As we all recognise, there are circumstances in Northern Ireland that are separate from those that obtain in the rest of the United Kingdom. Therefore, to change the oath in the way provided by the Bill may not perhaps matter if it was not going to cause affront. However, I am afraid that it will cause affront to people who actually represent about two-thirds of the population of Northern Ireland, and who uphold the Union with the United Kingdom.

One looks, therefore, to see whether there is any principle behind the proposal. I cannot see what principle there can be; indeed, principle points in the opposite direction because, forseeably, you will have a court sitting with a judge who has taken one oath while the other judge may have taken another. That is not just untidy; it is undesirable for rather obvious reasons. So what about expedience? Where does the expedience lie? One should perhaps consider the report of the review body. As I said in Grand Committee, the review body argued this case extraordinarily faintly. Indeed, if any noble Lord has the document to hand, the relevant paragraphs are 6.125 and 6.142. It is very much a case of, "Well, it's possible . . . but on the one hand . . . and, on the other . . . it could be an obstacle to people taking the oath".

◆ ENTRIES SHOWN
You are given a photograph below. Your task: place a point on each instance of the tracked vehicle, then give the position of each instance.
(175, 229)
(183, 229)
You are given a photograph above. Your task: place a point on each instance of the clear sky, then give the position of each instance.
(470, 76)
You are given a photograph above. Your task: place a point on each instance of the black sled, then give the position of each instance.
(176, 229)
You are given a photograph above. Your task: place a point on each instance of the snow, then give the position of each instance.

◆ DIRECTIVES
(a) Decide whether each statement below agrees with the passage on the judicial oath in Northern Ireland. For each, answer yes or no and quote the words of the passage that settle it.
(i) The speaker expects the change to cause affront to people representing about two-thirds of Northern Ireland's population.
(ii) The speaker says the review body argued the case forcefully.
(iii) The speaker names paragraphs 6.125 and 6.142 of the review body's report as the relevant ones.
(b) Transcribe the passage on the judicial oath in Northern Ireland from "As we all recognise, there" up to and including "with the United Kingdom.".
(c) Pick up the passage on the judicial oath in Northern Ireland after its last sentence and write what comes next.

◆ OUTPUTS BY TASK
(a)
(i) Yes: "it will cause affront to people who actually represent about two-thirds of the population of Northern Ireland"
(ii) No: "the review body argued this case extraordinarily faintly"
(iii) Yes: "the relevant paragraphs are 6.125 and 6.142"

(b)
As we all recognise, there are circumstances in Northern Ireland that are separate from those that obtain in the rest of the United Kingdom. Therefore, to change the oath in the way provided by the Bill may not perhaps matter if it was not going to cause affront. However, I am afraid that it will cause affront to people who actually represent about two-thirds of the population of Northern Ireland, and who uphold the Union with the United Kingdom.

(c)
I have never heard of anyone who has been inhibited from accepting judicial office because of the oath, but perhaps the Minister will be able to enlighten us in this respect. It seems to me to be a wholly disproportionate affront to those who represent the Unionist persuasion in Northern Ireland, which, as I said, is the great majority. It is not an irrational affront. By acceding to this rather tentatively argued case in the review report, the Government would, by implication, be accepting that there was something rather shaming—something that could be criticised—in the oath as it is at present administered. That would be a very grave wrong; it is a wholly rational objection that I believe Unionists take to this proposal. I hope that noble Lords will agree that the downside is wholly disproportionate to whatever advantage there may be to this proposal.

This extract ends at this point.